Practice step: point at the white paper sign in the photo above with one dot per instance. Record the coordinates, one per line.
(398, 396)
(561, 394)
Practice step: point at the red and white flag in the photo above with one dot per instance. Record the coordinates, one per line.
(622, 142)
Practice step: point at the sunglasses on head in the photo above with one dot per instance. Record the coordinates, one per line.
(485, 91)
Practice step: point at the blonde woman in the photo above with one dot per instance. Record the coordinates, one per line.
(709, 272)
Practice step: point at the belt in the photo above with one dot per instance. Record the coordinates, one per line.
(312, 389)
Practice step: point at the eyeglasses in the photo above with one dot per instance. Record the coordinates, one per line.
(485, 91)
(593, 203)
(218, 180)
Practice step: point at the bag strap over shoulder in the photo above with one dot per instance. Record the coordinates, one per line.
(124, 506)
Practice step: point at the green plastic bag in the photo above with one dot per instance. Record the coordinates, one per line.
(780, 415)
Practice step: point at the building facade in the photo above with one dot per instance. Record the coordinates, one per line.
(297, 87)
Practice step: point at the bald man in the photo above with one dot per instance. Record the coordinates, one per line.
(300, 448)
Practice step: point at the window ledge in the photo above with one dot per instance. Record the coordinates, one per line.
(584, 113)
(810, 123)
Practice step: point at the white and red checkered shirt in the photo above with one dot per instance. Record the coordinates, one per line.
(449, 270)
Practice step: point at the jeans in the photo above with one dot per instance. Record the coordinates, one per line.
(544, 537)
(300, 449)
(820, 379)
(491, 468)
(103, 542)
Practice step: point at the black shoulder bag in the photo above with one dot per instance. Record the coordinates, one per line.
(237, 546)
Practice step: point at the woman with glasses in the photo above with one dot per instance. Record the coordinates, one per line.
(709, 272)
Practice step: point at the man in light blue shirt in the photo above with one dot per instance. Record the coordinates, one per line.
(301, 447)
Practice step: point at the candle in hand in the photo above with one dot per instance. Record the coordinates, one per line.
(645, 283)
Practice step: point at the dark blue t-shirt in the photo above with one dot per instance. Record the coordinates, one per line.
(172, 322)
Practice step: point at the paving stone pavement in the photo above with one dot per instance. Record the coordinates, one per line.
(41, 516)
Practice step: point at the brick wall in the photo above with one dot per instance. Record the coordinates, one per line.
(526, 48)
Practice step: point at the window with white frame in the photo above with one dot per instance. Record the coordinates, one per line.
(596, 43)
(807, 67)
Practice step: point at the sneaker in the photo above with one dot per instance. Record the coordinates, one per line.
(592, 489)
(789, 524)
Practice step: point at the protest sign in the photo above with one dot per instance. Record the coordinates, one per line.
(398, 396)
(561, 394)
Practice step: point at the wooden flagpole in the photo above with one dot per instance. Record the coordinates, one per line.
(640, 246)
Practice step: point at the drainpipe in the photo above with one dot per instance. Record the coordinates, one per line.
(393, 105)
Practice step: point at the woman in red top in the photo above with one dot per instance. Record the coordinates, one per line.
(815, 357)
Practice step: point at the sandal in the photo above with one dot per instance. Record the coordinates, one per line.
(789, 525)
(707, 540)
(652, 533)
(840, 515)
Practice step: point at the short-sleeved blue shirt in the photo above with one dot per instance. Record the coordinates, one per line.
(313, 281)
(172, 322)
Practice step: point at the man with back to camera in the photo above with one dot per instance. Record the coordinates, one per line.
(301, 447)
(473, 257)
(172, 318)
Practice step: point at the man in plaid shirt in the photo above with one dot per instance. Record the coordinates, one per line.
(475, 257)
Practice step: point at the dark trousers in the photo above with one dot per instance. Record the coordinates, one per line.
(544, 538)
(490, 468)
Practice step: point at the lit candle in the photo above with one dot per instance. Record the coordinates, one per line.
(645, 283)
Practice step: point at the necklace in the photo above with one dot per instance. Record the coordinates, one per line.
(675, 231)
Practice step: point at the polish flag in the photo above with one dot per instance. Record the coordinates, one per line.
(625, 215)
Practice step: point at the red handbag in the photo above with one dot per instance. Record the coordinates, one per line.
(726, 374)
☆ ☆ ☆ ☆
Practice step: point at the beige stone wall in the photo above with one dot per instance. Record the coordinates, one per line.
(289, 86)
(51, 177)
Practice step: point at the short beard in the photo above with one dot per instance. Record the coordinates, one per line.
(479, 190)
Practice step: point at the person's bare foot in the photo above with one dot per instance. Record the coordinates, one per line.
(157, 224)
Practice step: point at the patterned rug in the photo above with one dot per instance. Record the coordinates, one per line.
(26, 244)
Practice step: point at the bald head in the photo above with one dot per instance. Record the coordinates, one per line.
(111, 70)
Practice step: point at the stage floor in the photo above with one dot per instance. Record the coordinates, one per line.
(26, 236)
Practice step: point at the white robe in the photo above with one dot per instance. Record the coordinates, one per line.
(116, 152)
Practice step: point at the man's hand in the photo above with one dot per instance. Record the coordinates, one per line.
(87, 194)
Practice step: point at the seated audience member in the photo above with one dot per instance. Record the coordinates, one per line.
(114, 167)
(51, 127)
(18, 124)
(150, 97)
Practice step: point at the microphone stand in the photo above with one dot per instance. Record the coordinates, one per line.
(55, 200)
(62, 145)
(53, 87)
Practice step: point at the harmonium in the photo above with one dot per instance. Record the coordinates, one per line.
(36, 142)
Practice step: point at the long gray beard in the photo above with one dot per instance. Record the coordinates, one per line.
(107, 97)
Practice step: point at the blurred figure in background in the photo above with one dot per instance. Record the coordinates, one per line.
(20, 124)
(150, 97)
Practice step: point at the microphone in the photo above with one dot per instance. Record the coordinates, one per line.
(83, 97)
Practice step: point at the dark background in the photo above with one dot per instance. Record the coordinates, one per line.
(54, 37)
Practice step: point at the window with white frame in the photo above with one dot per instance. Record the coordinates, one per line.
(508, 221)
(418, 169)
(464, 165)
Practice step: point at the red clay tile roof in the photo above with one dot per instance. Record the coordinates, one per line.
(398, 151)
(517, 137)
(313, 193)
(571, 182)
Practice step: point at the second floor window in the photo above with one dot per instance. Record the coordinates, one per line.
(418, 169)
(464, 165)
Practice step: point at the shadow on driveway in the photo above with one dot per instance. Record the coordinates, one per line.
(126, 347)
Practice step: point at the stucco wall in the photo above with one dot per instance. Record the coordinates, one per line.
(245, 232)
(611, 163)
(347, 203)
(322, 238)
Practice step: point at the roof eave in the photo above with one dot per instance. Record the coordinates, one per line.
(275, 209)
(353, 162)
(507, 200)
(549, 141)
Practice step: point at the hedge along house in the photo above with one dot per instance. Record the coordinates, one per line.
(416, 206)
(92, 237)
☆ ☆ ☆ ☆
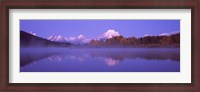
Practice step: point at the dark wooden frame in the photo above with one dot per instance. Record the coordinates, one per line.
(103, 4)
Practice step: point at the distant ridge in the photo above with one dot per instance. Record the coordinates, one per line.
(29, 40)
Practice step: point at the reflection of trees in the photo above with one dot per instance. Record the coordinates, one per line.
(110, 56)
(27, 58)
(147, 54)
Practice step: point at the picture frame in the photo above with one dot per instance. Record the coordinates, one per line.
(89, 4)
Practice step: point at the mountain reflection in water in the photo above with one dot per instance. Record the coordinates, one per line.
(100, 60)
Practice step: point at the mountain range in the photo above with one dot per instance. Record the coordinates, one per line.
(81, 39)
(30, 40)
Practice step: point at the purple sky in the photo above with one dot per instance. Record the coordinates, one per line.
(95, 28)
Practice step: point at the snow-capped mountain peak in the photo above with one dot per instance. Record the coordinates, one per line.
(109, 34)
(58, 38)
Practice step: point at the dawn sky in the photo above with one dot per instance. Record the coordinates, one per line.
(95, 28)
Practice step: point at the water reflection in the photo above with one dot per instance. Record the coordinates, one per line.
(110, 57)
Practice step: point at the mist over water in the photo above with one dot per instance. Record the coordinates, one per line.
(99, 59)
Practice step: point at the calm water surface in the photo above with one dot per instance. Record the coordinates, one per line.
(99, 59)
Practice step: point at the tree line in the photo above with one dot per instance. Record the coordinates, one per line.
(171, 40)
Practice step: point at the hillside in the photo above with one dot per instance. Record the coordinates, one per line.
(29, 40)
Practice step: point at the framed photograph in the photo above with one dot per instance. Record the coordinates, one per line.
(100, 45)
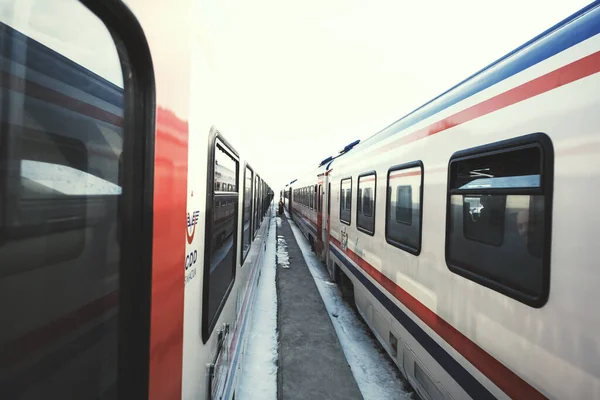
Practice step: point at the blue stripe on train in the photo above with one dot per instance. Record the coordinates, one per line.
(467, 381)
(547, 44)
☆ ☆ ☆ ☆
[What the task requires] Show each line from the items above that contains the word "candle", copying every such line in full.

[Solution]
Practice step: point at the candle in hand in the photo above with one dot per instance. Record the coordinates, one per line.
Practice step: point at the lit candle in the photo above with one dot per instance. Record the coordinates, one per line.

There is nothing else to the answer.